Segment Start: Provided passage
I was pulled aside with another arrestee still wearing his press credentials around his neck. He was a livestreamer and reporter for a website based in Portland, Oregon. We were asked where our work could be seen and what we were doing exactly, then the questioning officer went away. I’m not sure whether he was a regular plain-clothed officer, but he was dressed in civilian clothing. Finally, my press pass still hanging around my neck, I was led into the back door of Central Booking, where my identity was verified. I had to pose for another photo – this time with the arresting officer – and was placed into a holding cell for further processing. My arresting officer seemed pleased with the photo of the two of us and showed it to me. I jokingly asked him whether we should put it on Facebook, he laughed but said no and that he didn’t want to be tagged.

In the holding cell I met one of my colleagues from the Occupied Stories website, who is also trained as a legal observer. She was arrested for hoola-hooping while directing pedestrian traffic in an intersection, leading her arresting officer to complain, “Lady, I don’t even know what to charge you with”. But, on orders of his white shirt officer, he arrested her anyway.

After a while I was taken out of the holding cell and led past the holding den containing many of the male protesters that had been arrested that morning – by that time there were around 70 of them. They were having a party, cheering on every protester who was led by, chanting, drumming, and even dancing. One officer passing by along with me shook his head and exclaimed, “What a zoo!” Others seemed less amused, but unsure what to do about it, so for the time being they let the protesters be. The holding room had glass windows, not merely bars, so the noise level wasn’t quite as bad as it could have been, but they were clearly heard all the way down to the holding pen I was about to be placed into.

I was led to another intake officer who collected all the possessions from my pockets, my press pass, and also my shoe-laces. I was allowed to make my phone call and rang my godmother, whose number was the only one within New York City I was able to remember under the circumstances. Other arrestees behind me where not so lucky. Several out-of-town protesters who had come to New York for the OWS anniversary didn’t have a local number to call. So they were sent off to their cells without being able to notify someone outside as to what had happened.
Segment End: Provided passage
Segment Start: Provided records
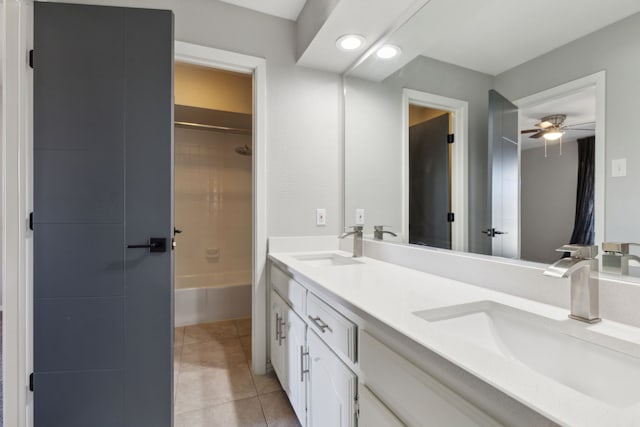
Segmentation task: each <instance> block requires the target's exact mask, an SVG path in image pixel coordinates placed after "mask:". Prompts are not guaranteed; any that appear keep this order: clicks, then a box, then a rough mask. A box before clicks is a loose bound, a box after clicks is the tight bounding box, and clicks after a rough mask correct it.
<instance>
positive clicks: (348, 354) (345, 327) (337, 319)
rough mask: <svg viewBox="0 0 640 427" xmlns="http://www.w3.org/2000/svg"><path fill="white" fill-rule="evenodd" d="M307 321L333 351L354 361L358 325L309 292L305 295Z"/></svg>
mask: <svg viewBox="0 0 640 427" xmlns="http://www.w3.org/2000/svg"><path fill="white" fill-rule="evenodd" d="M307 323H309V327H310V328H311V329H313V330H315V331H316V332H317V333H318V336H320V338H322V340H323V341H324V342H326V343H327V344H328V345H329V347H331V349H332V350H333V351H335V352H336V353H340V354H342V355H343V356H346V357H347V358H348V359H349V360H351V361H352V362H354V363H355V362H356V337H357V335H358V327H357V326H356V325H355V324H354V323H353V322H351V321H350V320H349V319H347V318H346V317H344V316H343V315H342V314H340V313H338V312H337V311H335V310H334V309H333V308H331V307H329V305H327V303H325V302H324V301H322V300H321V299H320V298H318V297H317V296H315V295H314V294H312V293H311V292H309V295H308V297H307Z"/></svg>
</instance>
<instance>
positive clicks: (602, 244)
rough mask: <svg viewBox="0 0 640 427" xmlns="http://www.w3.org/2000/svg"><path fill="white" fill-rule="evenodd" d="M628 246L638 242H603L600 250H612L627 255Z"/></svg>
mask: <svg viewBox="0 0 640 427" xmlns="http://www.w3.org/2000/svg"><path fill="white" fill-rule="evenodd" d="M629 246H640V244H638V243H619V242H604V243H602V250H603V251H605V252H613V253H617V254H620V255H629Z"/></svg>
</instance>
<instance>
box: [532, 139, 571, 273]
mask: <svg viewBox="0 0 640 427" xmlns="http://www.w3.org/2000/svg"><path fill="white" fill-rule="evenodd" d="M520 173H521V184H520V197H521V200H522V201H521V216H520V218H521V224H520V232H521V234H520V237H521V242H522V243H521V248H520V249H521V258H522V259H526V260H528V261H537V262H544V263H552V262H554V261H557V260H558V259H559V258H560V257H561V256H562V254H560V253H558V252H556V251H555V250H556V249H557V248H559V247H560V246H562V245H564V244H566V243H569V240H570V239H571V233H572V232H573V222H574V218H575V209H576V187H577V185H578V144H576V142H575V141H572V142H566V143H564V144H562V156H560V155H559V150H558V145H557V144H552V145H550V146H549V147H548V155H547V157H544V147H540V148H533V149H530V150H523V151H522V153H521V170H520Z"/></svg>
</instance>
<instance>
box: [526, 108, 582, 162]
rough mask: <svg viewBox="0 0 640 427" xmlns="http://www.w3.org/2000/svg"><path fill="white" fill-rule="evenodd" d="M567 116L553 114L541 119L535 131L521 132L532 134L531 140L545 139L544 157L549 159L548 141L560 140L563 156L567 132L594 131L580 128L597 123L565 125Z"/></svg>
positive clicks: (541, 118)
mask: <svg viewBox="0 0 640 427" xmlns="http://www.w3.org/2000/svg"><path fill="white" fill-rule="evenodd" d="M566 118H567V115H566V114H552V115H550V116H545V117H543V118H541V119H540V121H539V122H538V123H536V124H535V126H536V128H535V129H526V130H523V131H520V133H521V134H526V133H531V134H533V135H529V138H544V156H545V157H547V141H557V140H560V155H562V135H564V134H565V132H567V131H572V130H586V131H593V129H581V128H578V126H584V125H591V124H595V122H587V123H578V124H575V125H565V124H564V121H565V120H566Z"/></svg>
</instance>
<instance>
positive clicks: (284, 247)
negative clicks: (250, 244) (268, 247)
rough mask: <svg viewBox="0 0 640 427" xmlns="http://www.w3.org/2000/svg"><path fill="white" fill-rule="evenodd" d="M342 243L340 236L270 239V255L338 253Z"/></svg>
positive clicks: (324, 236) (269, 241)
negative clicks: (291, 252)
mask: <svg viewBox="0 0 640 427" xmlns="http://www.w3.org/2000/svg"><path fill="white" fill-rule="evenodd" d="M340 243H341V241H340V240H339V239H338V236H302V237H269V253H277V252H305V251H337V250H338V249H340ZM351 247H353V244H351Z"/></svg>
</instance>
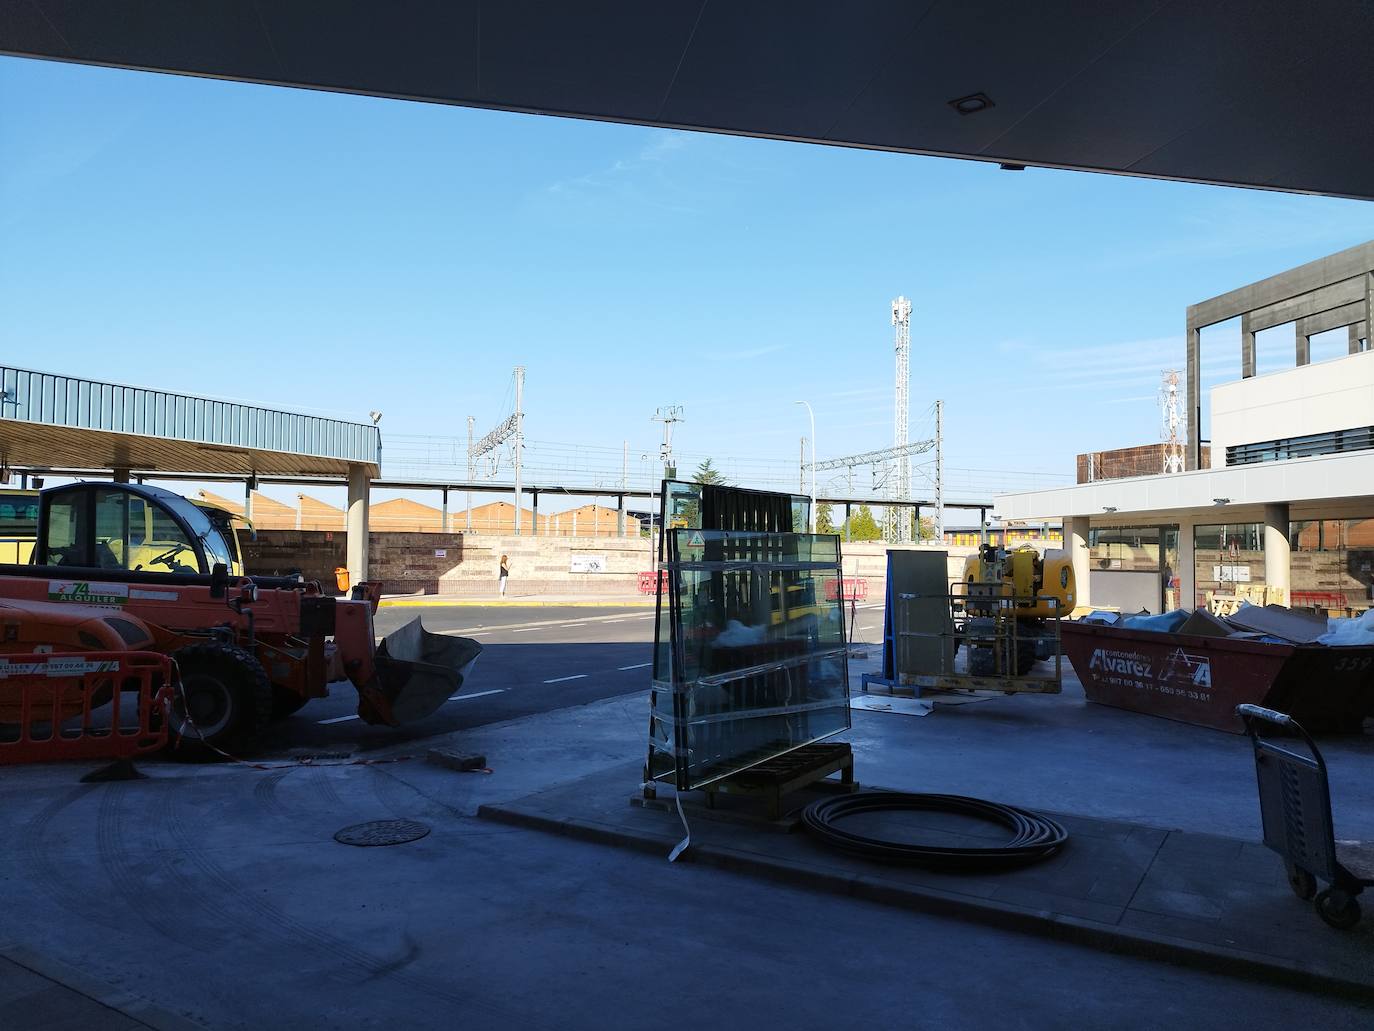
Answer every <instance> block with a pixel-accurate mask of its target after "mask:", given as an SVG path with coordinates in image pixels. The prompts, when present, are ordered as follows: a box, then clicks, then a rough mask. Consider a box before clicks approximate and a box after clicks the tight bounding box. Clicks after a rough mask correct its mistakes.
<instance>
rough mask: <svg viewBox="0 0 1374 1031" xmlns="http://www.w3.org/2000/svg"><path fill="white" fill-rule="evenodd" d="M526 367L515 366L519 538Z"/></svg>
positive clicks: (517, 536) (516, 500)
mask: <svg viewBox="0 0 1374 1031" xmlns="http://www.w3.org/2000/svg"><path fill="white" fill-rule="evenodd" d="M523 400H525V366H515V536H517V537H518V536H519V522H521V520H519V517H521V489H519V462H521V452H522V451H523V450H525V412H523V411H522V407H523Z"/></svg>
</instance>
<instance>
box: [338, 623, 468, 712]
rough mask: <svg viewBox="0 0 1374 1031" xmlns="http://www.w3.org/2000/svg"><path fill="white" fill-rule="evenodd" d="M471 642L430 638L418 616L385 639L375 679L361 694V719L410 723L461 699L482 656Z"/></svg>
mask: <svg viewBox="0 0 1374 1031" xmlns="http://www.w3.org/2000/svg"><path fill="white" fill-rule="evenodd" d="M481 650H482V646H481V645H480V643H478V642H475V641H471V639H470V638H455V636H448V635H445V634H430V632H429V631H427V630H425V627H423V624H422V623H420V620H419V616H416V617H415V619H414V620H411V621H409V623H407V624H405V625H404V627H401V628H400V630H397V631H396V632H394V634H389V635H387V636H385V638H383V639H382V643H381V645H379V646H378V649H376V657H375V658H374V663H375V667H376V678H375V680H374V682H372V683H371V685H368V689H370V690H365V691H363V693H361V694H363V701H361V704H360V705H359V715H360V716H363V719H365V720H367V722H368V723H390V724H392V726H396V724H400V723H409V722H411V720H416V719H422V718H423V716H427V715H430V713H431V712H434V709H437V708H438V707H440V705H442V704H444V702H445V701H448V700H449V698H451V697H453V696H455V694H458V691H459V689H462V686H463V678H466V676H467V674H469V671H470V669H471V668H473V663H475V661H477V656H478V654H480V653H481Z"/></svg>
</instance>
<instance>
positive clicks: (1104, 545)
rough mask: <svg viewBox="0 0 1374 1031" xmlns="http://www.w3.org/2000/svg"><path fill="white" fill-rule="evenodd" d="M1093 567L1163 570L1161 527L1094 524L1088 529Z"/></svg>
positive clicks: (1136, 572)
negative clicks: (1108, 525)
mask: <svg viewBox="0 0 1374 1031" xmlns="http://www.w3.org/2000/svg"><path fill="white" fill-rule="evenodd" d="M1088 555H1090V562H1091V568H1092V569H1113V570H1121V572H1127V573H1157V572H1160V526H1092V528H1090V529H1088Z"/></svg>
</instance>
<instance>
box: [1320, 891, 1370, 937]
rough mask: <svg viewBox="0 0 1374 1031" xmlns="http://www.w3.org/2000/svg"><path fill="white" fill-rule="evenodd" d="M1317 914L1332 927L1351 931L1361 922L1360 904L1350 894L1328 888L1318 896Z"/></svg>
mask: <svg viewBox="0 0 1374 1031" xmlns="http://www.w3.org/2000/svg"><path fill="white" fill-rule="evenodd" d="M1316 913H1318V916H1319V917H1322V920H1325V921H1326V922H1327V924H1330V925H1331V927H1334V928H1337V929H1340V931H1349V929H1351V928H1352V927H1355V925H1356V924H1359V922H1360V903H1359V902H1356V900H1355V896H1353V895H1351V894H1349V892H1344V891H1341V889H1340V888H1327V889H1326V891H1323V892H1318V895H1316Z"/></svg>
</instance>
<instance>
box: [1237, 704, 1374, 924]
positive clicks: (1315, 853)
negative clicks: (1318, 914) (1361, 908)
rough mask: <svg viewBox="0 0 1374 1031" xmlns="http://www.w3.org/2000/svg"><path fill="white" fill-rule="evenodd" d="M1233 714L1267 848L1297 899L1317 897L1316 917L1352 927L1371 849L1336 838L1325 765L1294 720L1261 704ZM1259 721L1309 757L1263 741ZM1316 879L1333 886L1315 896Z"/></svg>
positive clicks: (1328, 786) (1371, 863) (1287, 743)
mask: <svg viewBox="0 0 1374 1031" xmlns="http://www.w3.org/2000/svg"><path fill="white" fill-rule="evenodd" d="M1235 715H1237V716H1239V718H1241V719H1242V722H1243V723H1245V733H1248V734H1249V735H1250V741H1252V742H1253V745H1254V773H1256V777H1257V779H1259V784H1260V817H1261V819H1263V822H1264V844H1265V845H1268V847H1270V848H1272V850H1274V851H1275V852H1278V854H1279V855H1281V856H1283V862H1285V863H1286V865H1287V876H1289V885H1290V887H1292V888H1293V894H1294V895H1297V896H1298V898H1300V899H1304V900H1307V899H1314V896H1315V899H1314V905H1315V906H1316V911H1318V914H1319V916H1320V917H1322V920H1325V921H1326V922H1327V924H1330V925H1331V927H1334V928H1340V929H1342V931H1347V929H1349V928H1352V927H1355V925H1356V924H1358V922H1359V921H1360V903H1359V902H1358V900H1356V895H1359V894H1360V892H1362V891H1364V888H1367V887H1370V885H1371V884H1374V843H1363V841H1337V840H1336V828H1334V823H1333V821H1331V793H1330V788H1329V784H1327V779H1326V762H1325V760H1323V759H1322V753H1320V752H1319V751H1318V748H1316V742H1315V741H1312V738H1311V737H1309V735H1308V733H1307V731H1305V730H1303V727H1301V726H1300V724H1298V723H1297V720H1294V719H1293V718H1292V716H1287V715H1285V713H1282V712H1275V711H1274V709H1267V708H1264V707H1261V705H1237V707H1235ZM1261 723H1264V724H1270V726H1271V727H1283V729H1285V730H1289V731H1292V733H1293V734H1294V735H1296V738H1297V740H1300V741H1301V744H1303V746H1304V748H1305V752H1307V753H1309V755H1307V753H1304V752H1300V751H1293V749H1292V748H1289V746H1286V745H1287V744H1289V742H1285V744H1282V745H1281V744H1278V742H1276V741H1275V740H1274V738H1265V737H1261V735H1260V731H1259V727H1260V724H1261ZM1318 881H1323V883H1326V884H1329V885H1330V887H1327V888H1323V889H1322V891H1318V889H1316V885H1318Z"/></svg>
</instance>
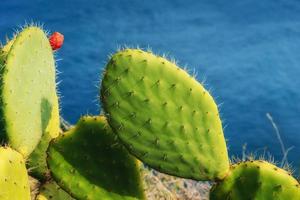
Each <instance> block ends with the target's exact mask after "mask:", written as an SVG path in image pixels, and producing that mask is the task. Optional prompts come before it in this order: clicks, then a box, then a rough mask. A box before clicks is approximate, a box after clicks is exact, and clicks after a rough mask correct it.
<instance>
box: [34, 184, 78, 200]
mask: <svg viewBox="0 0 300 200" xmlns="http://www.w3.org/2000/svg"><path fill="white" fill-rule="evenodd" d="M36 200H74V198H73V197H71V196H70V195H69V194H68V193H66V192H65V191H64V190H63V189H61V188H60V187H59V186H58V185H57V184H56V183H55V182H54V181H51V182H48V183H45V184H44V185H43V186H42V187H41V189H40V193H39V195H38V196H37V198H36Z"/></svg>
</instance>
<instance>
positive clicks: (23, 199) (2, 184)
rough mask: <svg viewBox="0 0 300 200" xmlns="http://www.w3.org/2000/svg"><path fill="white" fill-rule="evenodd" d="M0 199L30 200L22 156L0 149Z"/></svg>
mask: <svg viewBox="0 0 300 200" xmlns="http://www.w3.org/2000/svg"><path fill="white" fill-rule="evenodd" d="M0 199H1V200H17V199H20V200H30V187H29V180H28V175H27V170H26V167H25V161H24V159H23V156H22V155H21V154H20V153H18V152H16V151H14V150H12V149H11V148H8V147H0Z"/></svg>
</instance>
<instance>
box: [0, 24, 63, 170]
mask: <svg viewBox="0 0 300 200" xmlns="http://www.w3.org/2000/svg"><path fill="white" fill-rule="evenodd" d="M0 54H1V56H0V57H1V62H0V63H1V71H0V73H1V76H0V77H1V79H0V83H1V91H0V92H1V95H0V103H1V110H0V114H1V116H0V117H1V121H0V129H1V133H0V139H1V140H2V141H4V142H7V143H8V144H9V145H10V146H11V147H13V148H14V149H16V150H17V151H19V152H20V153H22V154H23V155H24V156H25V157H27V156H28V155H29V154H30V153H31V152H33V150H34V149H35V148H36V146H37V145H38V144H39V142H40V140H41V138H42V137H43V135H45V134H50V135H51V137H52V136H53V137H54V136H57V135H58V131H59V116H58V98H57V95H56V83H55V62H54V58H53V52H52V49H51V46H50V44H49V41H48V38H47V36H46V34H45V33H44V31H43V30H41V29H40V28H38V27H27V28H25V29H23V30H22V31H21V32H20V33H19V34H18V35H16V36H15V38H14V39H13V40H11V41H10V42H9V43H8V44H7V45H6V46H5V47H3V49H2V50H1V53H0ZM45 149H47V147H45V148H43V152H44V153H43V156H44V159H45ZM31 167H33V168H36V166H31Z"/></svg>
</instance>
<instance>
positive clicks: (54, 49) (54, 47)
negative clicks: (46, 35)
mask: <svg viewBox="0 0 300 200" xmlns="http://www.w3.org/2000/svg"><path fill="white" fill-rule="evenodd" d="M49 42H50V45H51V47H52V50H53V51H55V50H57V49H59V48H60V47H61V46H62V45H63V43H64V35H63V34H61V33H59V32H54V33H53V34H52V35H51V36H50V37H49Z"/></svg>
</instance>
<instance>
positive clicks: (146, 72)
mask: <svg viewBox="0 0 300 200" xmlns="http://www.w3.org/2000/svg"><path fill="white" fill-rule="evenodd" d="M101 100H102V104H103V108H104V110H105V112H106V114H107V117H108V122H109V124H110V125H111V127H112V128H113V130H114V132H116V133H117V135H118V136H119V138H120V139H121V141H122V142H123V143H124V145H125V146H126V147H127V149H128V150H129V151H130V152H131V153H132V154H134V155H135V156H136V157H138V158H139V159H140V160H142V161H143V162H145V163H146V164H148V165H149V166H151V167H153V168H155V169H157V170H159V171H161V172H164V173H168V174H171V175H175V176H180V177H184V178H191V179H196V180H214V179H221V178H223V177H224V176H225V174H226V173H227V171H228V169H229V161H228V155H227V149H226V144H225V139H224V136H223V130H222V124H221V120H220V118H219V112H218V108H217V105H216V104H215V102H214V100H213V98H212V97H211V95H210V94H209V93H208V91H206V90H205V89H204V88H203V86H202V85H201V84H200V83H199V82H197V81H196V80H195V79H194V78H193V77H191V76H190V75H189V74H188V73H187V72H186V71H184V70H182V69H180V68H179V67H178V66H176V64H174V63H172V62H170V61H168V60H166V59H165V58H162V57H158V56H155V55H153V54H151V53H149V52H144V51H142V50H137V49H125V50H123V51H120V52H118V53H116V54H115V55H113V56H112V57H111V59H110V61H109V63H108V64H107V66H106V70H105V71H104V78H103V81H102V88H101Z"/></svg>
Segment End: Provided records
What the task asks ▸ Resume the account of the arrest and booking at Central Booking from where it stops. The material comes from a different source than the account of the arrest.

The answer ▸
I was led into a block of nine cells, each designed for one occupant but sanctioned to hold up to four, furnished with a wooden blank with some mats on top, a sink at the wall, and a toilet beside it which didn’t afford any privacy what so ever. The front wall of the cells consisted of metal bars, so everyone walking by could see right in. My colleague and I were placed into the same cell, along with a sleeping medic and two out of town girls. We could also hear and communicate with the occupants from the other cells, which by that point held around 30 other protesters (we maxed out at 37 in our block). The two female intake officers were in a very foul mood, so any chanting or singing between the cells was met with verbal abuse and threats of delaying our release. We knew they didn’t have the authority to make such decisions, but it clearly put a damper on the festive mood in our corner of the building. Still, we quickly built solidarity to resolve the privacy issue the toilet situation presented. Every time one of us had to use the bathroom, the others lined up in a wall around her, facing towards the hallway, to shield her from view. We called it our Pee-ples Wall.

As the day dragged on conversations swerved from philosophy to politics. Also, my colleague gave advice to us less familiar with legal proceedings surrounding arrests as to what to expect in terms of release, possible punishment for different charges, etc. While at that time I was not given access to a lawyer (I had asked my godmother to contact a good one we both know on my behalf), it did feel good to have somebody knowledgeable on the subject in the room. Still, time passed slowly in the prison cell, even with the best of conversations, and gradually we all started to chomp at the bit to be released.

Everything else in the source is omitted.